§ **Work order**: Output all the data below verbatim.

>>>>

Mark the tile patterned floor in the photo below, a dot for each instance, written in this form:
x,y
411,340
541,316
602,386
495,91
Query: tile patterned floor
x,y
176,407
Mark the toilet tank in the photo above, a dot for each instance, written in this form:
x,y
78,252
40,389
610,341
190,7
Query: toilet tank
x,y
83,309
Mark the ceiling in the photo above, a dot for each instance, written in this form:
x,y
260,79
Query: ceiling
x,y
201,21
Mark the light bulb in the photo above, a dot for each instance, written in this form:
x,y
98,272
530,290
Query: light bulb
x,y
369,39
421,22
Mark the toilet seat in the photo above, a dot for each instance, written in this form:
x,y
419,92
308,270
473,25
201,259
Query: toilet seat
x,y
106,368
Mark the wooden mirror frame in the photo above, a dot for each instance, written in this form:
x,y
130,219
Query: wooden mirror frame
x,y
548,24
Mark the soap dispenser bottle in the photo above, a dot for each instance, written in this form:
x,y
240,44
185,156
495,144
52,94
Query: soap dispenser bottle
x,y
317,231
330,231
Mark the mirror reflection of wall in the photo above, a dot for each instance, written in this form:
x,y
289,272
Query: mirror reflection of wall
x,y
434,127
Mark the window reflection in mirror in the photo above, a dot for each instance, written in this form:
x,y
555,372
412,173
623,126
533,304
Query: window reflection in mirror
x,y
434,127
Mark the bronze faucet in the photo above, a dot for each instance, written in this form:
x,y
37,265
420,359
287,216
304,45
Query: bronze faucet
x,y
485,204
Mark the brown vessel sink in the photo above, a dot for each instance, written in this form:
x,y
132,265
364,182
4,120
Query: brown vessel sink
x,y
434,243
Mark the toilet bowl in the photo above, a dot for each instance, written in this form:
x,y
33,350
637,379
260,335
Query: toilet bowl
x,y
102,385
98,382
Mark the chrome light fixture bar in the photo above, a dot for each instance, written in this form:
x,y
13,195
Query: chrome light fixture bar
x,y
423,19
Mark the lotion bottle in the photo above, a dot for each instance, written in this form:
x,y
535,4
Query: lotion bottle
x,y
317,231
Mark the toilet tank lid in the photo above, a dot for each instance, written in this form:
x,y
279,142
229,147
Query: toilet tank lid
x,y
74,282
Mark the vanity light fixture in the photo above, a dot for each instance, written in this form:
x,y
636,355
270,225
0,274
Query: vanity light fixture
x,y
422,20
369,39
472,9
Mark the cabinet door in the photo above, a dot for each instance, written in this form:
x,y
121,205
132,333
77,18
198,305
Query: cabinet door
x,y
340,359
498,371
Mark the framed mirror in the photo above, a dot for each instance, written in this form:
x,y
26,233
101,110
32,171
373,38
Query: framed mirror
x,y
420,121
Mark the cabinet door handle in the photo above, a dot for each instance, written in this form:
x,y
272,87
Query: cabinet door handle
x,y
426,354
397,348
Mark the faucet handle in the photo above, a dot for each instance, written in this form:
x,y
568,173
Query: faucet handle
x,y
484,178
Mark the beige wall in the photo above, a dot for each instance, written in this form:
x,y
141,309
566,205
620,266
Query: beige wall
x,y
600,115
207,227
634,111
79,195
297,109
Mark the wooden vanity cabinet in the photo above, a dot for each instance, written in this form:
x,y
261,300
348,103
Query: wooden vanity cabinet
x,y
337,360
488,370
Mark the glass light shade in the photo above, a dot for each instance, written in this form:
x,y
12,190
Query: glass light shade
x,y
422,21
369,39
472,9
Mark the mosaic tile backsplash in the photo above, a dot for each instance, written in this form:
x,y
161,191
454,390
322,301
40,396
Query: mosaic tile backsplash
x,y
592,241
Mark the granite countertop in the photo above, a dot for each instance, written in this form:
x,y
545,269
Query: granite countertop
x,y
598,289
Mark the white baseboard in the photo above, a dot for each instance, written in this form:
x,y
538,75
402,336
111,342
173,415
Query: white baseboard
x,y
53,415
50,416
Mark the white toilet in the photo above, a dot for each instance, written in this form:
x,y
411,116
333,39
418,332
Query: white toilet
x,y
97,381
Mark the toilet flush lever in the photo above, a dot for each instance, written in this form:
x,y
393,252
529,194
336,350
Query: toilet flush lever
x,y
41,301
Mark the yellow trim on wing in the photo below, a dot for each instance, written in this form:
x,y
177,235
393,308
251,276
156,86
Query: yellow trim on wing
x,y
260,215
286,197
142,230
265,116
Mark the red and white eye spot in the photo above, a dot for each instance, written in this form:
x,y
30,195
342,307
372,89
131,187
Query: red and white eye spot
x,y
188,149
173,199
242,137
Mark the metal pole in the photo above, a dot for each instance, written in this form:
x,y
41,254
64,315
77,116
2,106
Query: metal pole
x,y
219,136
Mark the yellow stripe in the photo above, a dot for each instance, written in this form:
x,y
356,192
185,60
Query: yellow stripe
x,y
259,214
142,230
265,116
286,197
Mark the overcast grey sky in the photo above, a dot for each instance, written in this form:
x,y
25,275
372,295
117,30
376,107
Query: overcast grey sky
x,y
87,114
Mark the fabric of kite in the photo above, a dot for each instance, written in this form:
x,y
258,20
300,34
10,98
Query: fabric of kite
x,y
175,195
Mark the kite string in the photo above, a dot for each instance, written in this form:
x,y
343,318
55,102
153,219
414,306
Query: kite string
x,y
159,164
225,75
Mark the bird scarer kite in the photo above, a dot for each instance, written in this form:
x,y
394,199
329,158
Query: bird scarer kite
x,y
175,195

<<<<

§ **Solution to the exercise**:
Mark the tile patterned floor in the photo below, a dot for each instance, written in this form:
x,y
411,340
541,316
602,386
495,91
Query: tile patterned floor
x,y
176,407
Mark the toilet tank in the photo above, a dot for each instance, written in this form:
x,y
78,252
40,389
610,341
190,7
Query: toilet tank
x,y
83,309
Mark the ceiling in the photo above, a dot for each instance, written in this form:
x,y
260,79
Query: ceiling
x,y
201,21
Mark the light bulb in the photo above, a dot for each instance, written in this form:
x,y
98,272
530,290
Query: light bulb
x,y
369,39
421,22
Mark the toilet seat in the photo above, a dot for each instance, written in this form:
x,y
419,92
308,270
473,25
201,259
Query: toilet seat
x,y
106,368
Mark the wooden mirror frame in the photo above, a dot for each instance, written in this form:
x,y
130,219
Query: wooden mirror frame
x,y
548,24
Mark the soap dispenser bottle in the photo above, a dot for each instance, written in this form:
x,y
240,44
185,156
495,144
52,94
Query: soap dispenser bottle
x,y
317,231
330,231
Mark the mirror reflection of wall in the photo above, a dot for each instance, written in this form:
x,y
289,272
Query: mirror reflection of wall
x,y
434,127
Mark the window reflection in mirror in the photo above, a dot for each instance, written in this form:
x,y
555,372
412,173
623,126
533,304
Query: window reflection in mirror
x,y
434,127
Mark the bronze faucet in the photo above, a dot for each instance, written in this form:
x,y
37,265
420,359
287,216
304,45
Query: bronze faucet
x,y
485,204
Mark the brown vessel sink in the photo above, a dot for each instance, written in this form:
x,y
132,265
364,182
4,120
Query: brown vessel sink
x,y
434,243
Mark the toilet bowl in the photo above, a dot for each instance, written in this form:
x,y
33,350
637,379
260,335
Query: toilet bowl
x,y
102,385
98,382
Mark the chrome light fixture bar in the photo above, a dot for each instance, written in this form:
x,y
13,195
Query: chrome light fixture bar
x,y
423,19
Mark the lotion bottle in the photo above, a dot for each instance, written in this form:
x,y
535,4
Query: lotion bottle
x,y
317,231
Mark the toilet tank lid in the photo above, a dot for each instance, written in this form:
x,y
279,142
229,147
Query: toilet tank lid
x,y
74,282
Mark the vanity light fixture in the photo above, a dot for each instance, written in this form:
x,y
636,355
270,225
0,274
Query: vanity light fixture
x,y
422,20
369,39
472,9
Mark the cabinet door in the photo above, a dot for each instance, written in this form:
x,y
121,205
132,333
77,18
198,305
Query: cabinet door
x,y
340,359
498,371
Mark the framed mirror in the photo above, a dot for each instance, written in this form:
x,y
26,233
101,110
32,171
373,38
Query: framed mirror
x,y
420,121
Mark the cabinet door handle in the photo above, a dot for each instance, written in this form:
x,y
272,87
Query: cabinet door handle
x,y
426,354
397,348
Mark the faucet handle in the photo above, a dot for each instance, written in this form:
x,y
568,173
Query: faucet handle
x,y
484,178
Mark the beige wall in the photo above, a dot for each instance, written in this form:
x,y
141,309
566,205
620,266
Query: beige wall
x,y
600,115
207,227
634,111
79,195
297,109
Mark the wooden vanity cabinet in the photo above, a dot for each instance, written in this form:
x,y
261,300
348,103
Query: wooden vanity cabinet
x,y
337,360
488,370
Mark the glass light shade in the photo above, a dot for each instance, written in this form:
x,y
12,190
Query: glass light shade
x,y
422,21
369,39
472,9
Mark the mosaic tile backsplash in the photo above, a dot for each instance, written in this form:
x,y
161,191
454,390
322,301
40,396
Query: mosaic tile backsplash
x,y
592,241
Mark the granite countertop in the photo above, a dot for each instance, written in this form:
x,y
545,269
Query: granite countertop
x,y
598,289
Mark the white baseboard in the photo above, a dot for each instance, written in this form:
x,y
538,75
402,336
111,342
173,415
Query: white baseboard
x,y
53,415
50,416
Mark the white toilet in the photo above, a dot for each instance, written in this form:
x,y
411,116
333,39
418,332
Query: white toilet
x,y
97,381
Mark the toilet flush lever in the photo above, a dot for each instance, written in this form:
x,y
393,252
529,194
336,350
Query: toilet flush lever
x,y
41,301
Mark the yellow trim on wing in the photo below, a dot for each instance, written in this form:
x,y
177,235
393,308
251,276
156,86
Query: yellow trim on wing
x,y
260,215
286,197
142,230
265,116
Mark the red and white eye spot in the photo above, a dot for each instance, written in this form:
x,y
30,195
342,307
372,89
131,187
Query: red and white eye spot
x,y
188,149
173,199
242,137
Mark the metal pole in the photo above, a dot for each instance, written in this form:
x,y
41,254
64,315
77,116
2,106
Query: metal pole
x,y
219,136
Mark the yellow stripe in the photo above, a dot for each instance, written in this form:
x,y
356,192
185,60
Query: yellow stripe
x,y
259,214
142,230
265,116
286,197
Mark the overcast grey sky in the photo above, a dot for each instance, written in this form:
x,y
25,275
372,295
117,30
376,107
Query: overcast grey sky
x,y
87,114
Mark the fabric of kite in the photo above, a dot for each instance, written in this form:
x,y
258,20
300,34
10,98
Query: fabric of kite
x,y
175,195
Mark the kite string in the photo above, a dot for each instance, written in this form:
x,y
343,318
55,102
153,219
414,306
Query: kite string
x,y
159,164
225,75
Mark the bird scarer kite in the photo above, a dot for each instance, written in this form:
x,y
394,199
329,158
Query: bird scarer kite
x,y
175,195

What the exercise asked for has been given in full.